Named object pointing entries
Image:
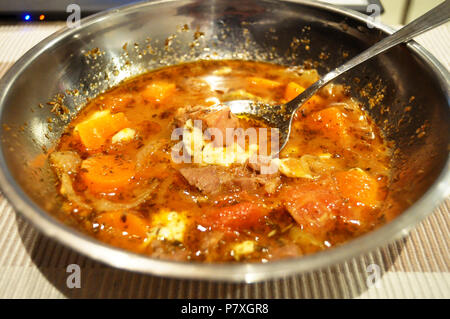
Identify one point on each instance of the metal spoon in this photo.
(280, 116)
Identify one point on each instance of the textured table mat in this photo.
(34, 266)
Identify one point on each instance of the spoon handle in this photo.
(429, 20)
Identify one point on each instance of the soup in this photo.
(160, 166)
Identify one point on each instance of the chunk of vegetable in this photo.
(331, 121)
(357, 186)
(237, 217)
(244, 248)
(127, 224)
(107, 173)
(158, 91)
(263, 83)
(99, 127)
(293, 89)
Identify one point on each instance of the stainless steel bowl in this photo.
(263, 30)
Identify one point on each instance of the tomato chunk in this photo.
(107, 173)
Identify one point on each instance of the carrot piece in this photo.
(236, 217)
(313, 206)
(331, 121)
(357, 186)
(158, 91)
(99, 127)
(263, 83)
(127, 224)
(107, 173)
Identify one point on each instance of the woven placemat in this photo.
(34, 266)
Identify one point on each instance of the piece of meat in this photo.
(212, 180)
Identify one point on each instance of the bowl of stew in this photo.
(117, 140)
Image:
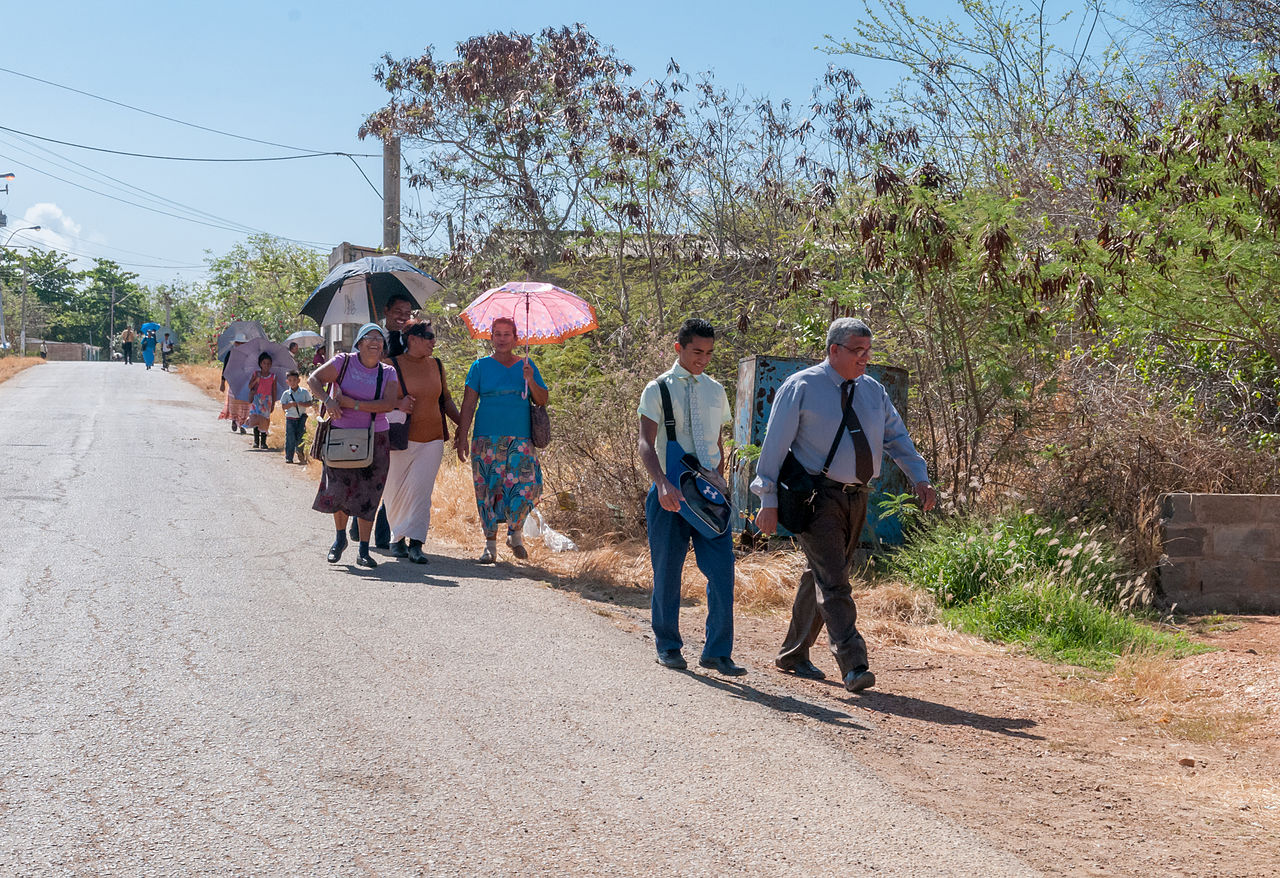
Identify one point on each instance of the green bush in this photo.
(964, 558)
(1020, 579)
(1056, 622)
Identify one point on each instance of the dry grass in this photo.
(1155, 693)
(10, 366)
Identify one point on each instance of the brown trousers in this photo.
(824, 595)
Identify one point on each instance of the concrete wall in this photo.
(1221, 552)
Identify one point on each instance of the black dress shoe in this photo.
(722, 663)
(671, 658)
(856, 681)
(801, 668)
(336, 552)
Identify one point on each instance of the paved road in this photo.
(187, 687)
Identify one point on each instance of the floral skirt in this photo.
(508, 480)
(356, 492)
(234, 410)
(260, 411)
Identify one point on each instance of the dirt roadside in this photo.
(1159, 769)
(1152, 771)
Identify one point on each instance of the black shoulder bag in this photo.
(798, 489)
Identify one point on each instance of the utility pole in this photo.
(391, 195)
(4, 337)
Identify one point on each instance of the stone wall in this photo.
(1221, 552)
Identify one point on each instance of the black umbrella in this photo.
(357, 292)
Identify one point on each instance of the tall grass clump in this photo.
(1061, 593)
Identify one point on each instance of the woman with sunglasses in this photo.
(357, 389)
(411, 476)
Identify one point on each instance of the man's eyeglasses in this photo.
(856, 352)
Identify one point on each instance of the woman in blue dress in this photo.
(499, 392)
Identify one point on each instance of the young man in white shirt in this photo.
(700, 410)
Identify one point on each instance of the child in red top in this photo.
(263, 385)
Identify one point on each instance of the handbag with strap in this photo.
(798, 488)
(703, 502)
(348, 448)
(397, 421)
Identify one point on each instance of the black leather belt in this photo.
(854, 488)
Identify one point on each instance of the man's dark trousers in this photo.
(670, 536)
(824, 594)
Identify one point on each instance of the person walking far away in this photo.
(700, 411)
(295, 402)
(127, 344)
(833, 406)
(149, 348)
(396, 314)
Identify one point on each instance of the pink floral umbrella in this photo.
(544, 314)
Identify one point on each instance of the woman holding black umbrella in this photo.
(360, 389)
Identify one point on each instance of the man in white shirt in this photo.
(700, 410)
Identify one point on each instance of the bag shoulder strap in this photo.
(835, 443)
(670, 416)
(444, 419)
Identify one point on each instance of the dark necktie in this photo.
(862, 448)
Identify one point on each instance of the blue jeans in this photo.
(293, 430)
(670, 536)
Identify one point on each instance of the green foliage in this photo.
(904, 507)
(264, 279)
(1056, 622)
(1022, 579)
(961, 558)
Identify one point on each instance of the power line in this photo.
(159, 115)
(82, 255)
(176, 158)
(165, 213)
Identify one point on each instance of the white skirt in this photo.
(410, 483)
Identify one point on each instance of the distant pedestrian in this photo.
(508, 479)
(814, 412)
(263, 387)
(296, 401)
(699, 407)
(149, 348)
(234, 410)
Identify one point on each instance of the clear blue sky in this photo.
(297, 73)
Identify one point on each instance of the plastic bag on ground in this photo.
(536, 526)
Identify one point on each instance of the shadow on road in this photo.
(780, 703)
(932, 712)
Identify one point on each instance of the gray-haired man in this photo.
(809, 410)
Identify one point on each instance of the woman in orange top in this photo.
(411, 476)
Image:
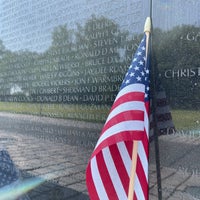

_What this task involves_
Could you rewrite all of the material above, replacing "in this photo" with "in this image" wherever it occurs and keeping everything else the same? Leave the pictures out of your answer.

_Task solution_
Image:
Identify one point on each instance of the metal spoon in this image.
(280, 116)
Identify one point on each instance of the textured table mat in this image.
(34, 266)
Identify one point on each instance of the spoon handle in this image.
(429, 20)
Identify one point on each instance of the soup in this image.
(160, 166)
Identify one point on each instance of the chunk of vegetable in this image.
(331, 121)
(357, 186)
(237, 217)
(244, 248)
(127, 224)
(107, 173)
(158, 91)
(263, 83)
(99, 127)
(293, 89)
Identify one point on each instance of the stainless steel bowl in this image.
(263, 30)
Identify one point on each instance of the tomato chunk in this image.
(107, 173)
Identify one point on each instance of the carrot piece in this image.
(236, 217)
(313, 206)
(331, 121)
(357, 186)
(158, 91)
(99, 127)
(263, 83)
(127, 224)
(107, 173)
Identify one point on each instance of the woven placemat in this image.
(34, 266)
Identify one point on each instance of the piece of meat in this image.
(212, 180)
Identify one point on each instance of the bowl of stew in this image.
(117, 140)
Image:
Identify one point on each instance of the green bush in this image.
(964, 558)
(1020, 579)
(1056, 622)
Identify one point on each instance of the dry grass in this image.
(1155, 693)
(10, 366)
Identify one point on each instance of the brown trousers in this image.
(824, 595)
Identify one point on each instance of the concrete wall in this image.
(1221, 552)
Identify one point on each instance of the black dress shoe in this image.
(722, 663)
(671, 658)
(856, 681)
(801, 668)
(336, 552)
Identify one point on each instance of the paved road in this image.
(187, 687)
Identify one point on each instance of the floral skirt in this image.
(508, 480)
(356, 492)
(234, 410)
(260, 411)
Identify one point on each instance of the dirt roadside in this image.
(1159, 769)
(1152, 771)
Identify one point on each instance of the black shoulder bag in this image.
(798, 489)
Identify one point on each instance of the utility pole in this image.
(391, 195)
(4, 337)
Identify one point on each instance of the stone wall in this image.
(1221, 552)
Identify one point on each instance of the black umbrella in this image.
(357, 292)
Identify one point on each instance of the tall grass clump in this image.
(1061, 593)
Identify one point on each instance of the woman with sunglasses in this image.
(357, 389)
(411, 476)
Identify one point on each instance of the man's eyeglasses in this image.
(856, 352)
Identify one point on each instance of the woman in blue dress in this image.
(499, 392)
Identify one point on each instance of the young man in white shirt in this image.
(700, 410)
Identify one point on each instance of the child in red top in this image.
(263, 385)
Identify one point on each instance of the handbag with strap in this image.
(798, 488)
(703, 502)
(348, 448)
(397, 421)
Identify one point on each instance of the black leather belt in this image.
(854, 488)
Identify one point on each instance of the man's dark trousers in this image.
(670, 536)
(824, 594)
Identify one point on each instance of the person walking far away in this image.
(700, 411)
(295, 402)
(127, 344)
(833, 406)
(149, 348)
(396, 314)
Identify one point on each instance of the pink floral umbrella in this image.
(544, 314)
Identify one point on each instance of the woman holding black umbrella in this image.
(360, 389)
Identify one point on each instance of the man in white shirt in this image.
(700, 410)
Identify one point on each instance of the bag shoulder strap in this image.
(835, 443)
(670, 416)
(444, 419)
Identify one point on each instance of the dark necktie in this image.
(862, 448)
Identify one point on each instance of the blue jeans in this image.
(293, 430)
(670, 536)
Identify one point on each instance of the green foliage in this image.
(904, 507)
(264, 279)
(1056, 622)
(1022, 579)
(961, 558)
Identify one point on each instance of the power line in this image.
(159, 115)
(82, 255)
(176, 158)
(165, 213)
Identify one point on each instance of the white skirt in this image.
(410, 483)
Identify one point on each instance of the distant pedestrian in this image.
(508, 479)
(814, 412)
(263, 387)
(296, 401)
(699, 407)
(149, 348)
(234, 410)
Identify one point on each instance of the clear blue sky in this image.
(297, 73)
Identify one point on each instance of the plastic bag on ground in this image.
(536, 526)
Identify one point on each instance of the shadow on road in this image.
(780, 703)
(932, 712)
Identify one point on each instance of the gray-haired man in this image.
(809, 410)
Identify one point on each instance of the woman in orange top in this image.
(411, 476)
Image:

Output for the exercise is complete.